Job -
Copy out the entries word for word, starting with the line that contains "- **Query**: ceiling light fixture" and ending with the line that contains "left=41, top=155, right=49, bottom=179".

Records to use -
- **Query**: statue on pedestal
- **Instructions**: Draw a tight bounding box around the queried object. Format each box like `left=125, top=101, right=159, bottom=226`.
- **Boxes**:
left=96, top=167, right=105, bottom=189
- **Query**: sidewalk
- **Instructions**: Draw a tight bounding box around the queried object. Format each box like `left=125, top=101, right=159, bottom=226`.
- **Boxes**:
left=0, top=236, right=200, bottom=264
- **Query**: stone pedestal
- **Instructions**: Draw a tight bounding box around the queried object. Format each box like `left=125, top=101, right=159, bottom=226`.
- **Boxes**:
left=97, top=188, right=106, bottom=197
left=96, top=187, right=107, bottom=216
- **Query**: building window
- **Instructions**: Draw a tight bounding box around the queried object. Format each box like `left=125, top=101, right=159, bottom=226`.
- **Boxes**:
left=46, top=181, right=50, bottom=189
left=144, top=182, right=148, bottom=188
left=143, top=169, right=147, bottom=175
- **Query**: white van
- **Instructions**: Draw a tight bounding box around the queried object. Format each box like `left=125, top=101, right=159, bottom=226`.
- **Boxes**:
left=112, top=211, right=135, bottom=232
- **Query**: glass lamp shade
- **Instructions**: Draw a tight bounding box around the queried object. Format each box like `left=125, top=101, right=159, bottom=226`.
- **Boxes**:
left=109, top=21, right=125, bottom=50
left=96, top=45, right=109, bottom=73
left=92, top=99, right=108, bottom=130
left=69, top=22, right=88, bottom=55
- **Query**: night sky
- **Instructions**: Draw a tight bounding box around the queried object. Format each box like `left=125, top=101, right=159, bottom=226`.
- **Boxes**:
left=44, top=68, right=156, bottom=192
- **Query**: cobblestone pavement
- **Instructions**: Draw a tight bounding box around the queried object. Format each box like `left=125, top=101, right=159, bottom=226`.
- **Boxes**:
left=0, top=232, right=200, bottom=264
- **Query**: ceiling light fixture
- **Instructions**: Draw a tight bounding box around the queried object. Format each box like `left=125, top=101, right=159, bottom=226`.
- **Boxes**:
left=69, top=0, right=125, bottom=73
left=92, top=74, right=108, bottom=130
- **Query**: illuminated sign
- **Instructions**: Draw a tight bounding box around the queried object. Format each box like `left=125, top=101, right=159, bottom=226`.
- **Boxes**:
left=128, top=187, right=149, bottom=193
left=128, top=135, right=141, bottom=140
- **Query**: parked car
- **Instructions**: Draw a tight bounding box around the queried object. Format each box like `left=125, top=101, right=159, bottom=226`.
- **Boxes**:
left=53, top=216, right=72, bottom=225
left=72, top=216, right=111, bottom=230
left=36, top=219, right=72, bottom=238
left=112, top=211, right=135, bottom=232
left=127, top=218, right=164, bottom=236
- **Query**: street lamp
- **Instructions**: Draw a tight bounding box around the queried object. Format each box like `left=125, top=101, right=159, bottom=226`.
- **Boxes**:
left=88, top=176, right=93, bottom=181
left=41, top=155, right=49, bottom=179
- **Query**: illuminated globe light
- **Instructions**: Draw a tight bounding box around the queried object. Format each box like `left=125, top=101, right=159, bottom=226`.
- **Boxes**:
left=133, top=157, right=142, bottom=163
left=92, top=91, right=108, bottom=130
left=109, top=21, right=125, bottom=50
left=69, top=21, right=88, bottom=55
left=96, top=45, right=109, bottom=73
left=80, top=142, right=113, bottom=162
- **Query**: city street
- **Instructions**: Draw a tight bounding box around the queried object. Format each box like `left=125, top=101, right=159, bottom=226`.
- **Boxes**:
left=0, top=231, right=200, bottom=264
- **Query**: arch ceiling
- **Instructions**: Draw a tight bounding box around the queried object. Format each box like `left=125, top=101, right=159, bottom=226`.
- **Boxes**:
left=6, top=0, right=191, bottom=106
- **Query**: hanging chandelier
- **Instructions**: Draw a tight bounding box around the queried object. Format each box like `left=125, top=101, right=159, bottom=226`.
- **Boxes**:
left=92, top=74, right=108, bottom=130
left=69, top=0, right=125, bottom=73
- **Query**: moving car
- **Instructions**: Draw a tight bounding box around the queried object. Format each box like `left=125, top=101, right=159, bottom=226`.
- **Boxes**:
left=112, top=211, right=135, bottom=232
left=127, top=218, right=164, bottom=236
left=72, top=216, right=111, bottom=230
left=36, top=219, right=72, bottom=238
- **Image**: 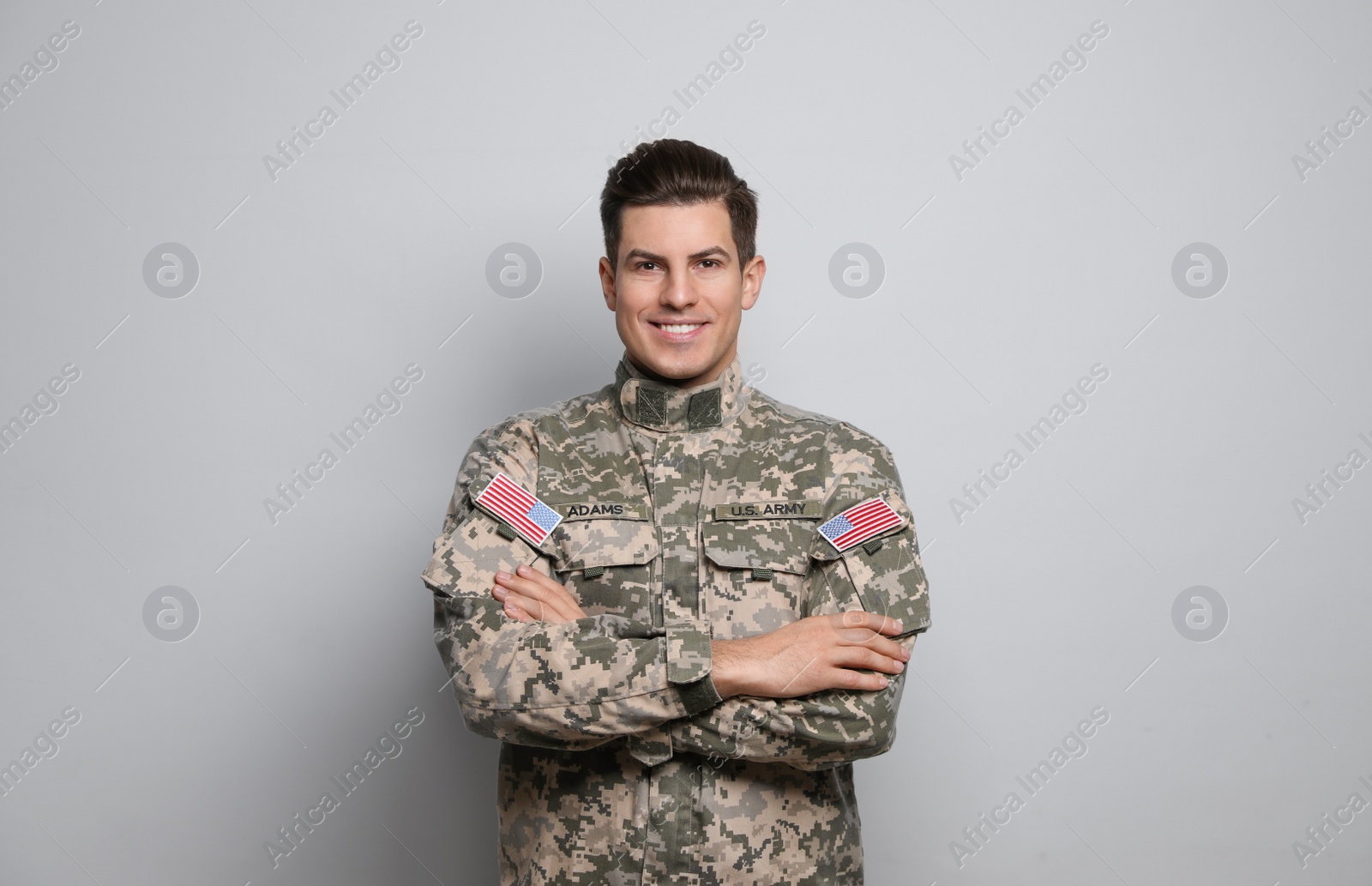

Solved problem -
- **Query**: ceiling light fixture
- **Instructions**: Draw a tight bounding box around the queried object. Format each box like `left=125, top=101, right=159, bottom=226`.
- **Boxes**:
left=69, top=0, right=125, bottom=73
left=92, top=74, right=108, bottom=130
- **Query**: illuminated sign
- **Instructions**: Draw a tight bounding box around the queried object. Format each box like `left=125, top=101, right=159, bottom=226`.
- **Boxes**:
left=128, top=187, right=149, bottom=193
left=128, top=135, right=141, bottom=140
- **Query**: parked car
- **Instructions**: Draw a tight bounding box around the queried object. Format each box like `left=125, top=101, right=159, bottom=226`.
- **Boxes**:
left=53, top=216, right=72, bottom=225
left=72, top=216, right=111, bottom=230
left=36, top=219, right=72, bottom=238
left=112, top=211, right=135, bottom=232
left=127, top=218, right=164, bottom=236
- **Query**: street lamp
- **Instructions**: Draw a tight bounding box around the queried object. Format each box like `left=125, top=101, right=159, bottom=226`.
- **Boxes**:
left=88, top=176, right=93, bottom=181
left=41, top=155, right=49, bottom=179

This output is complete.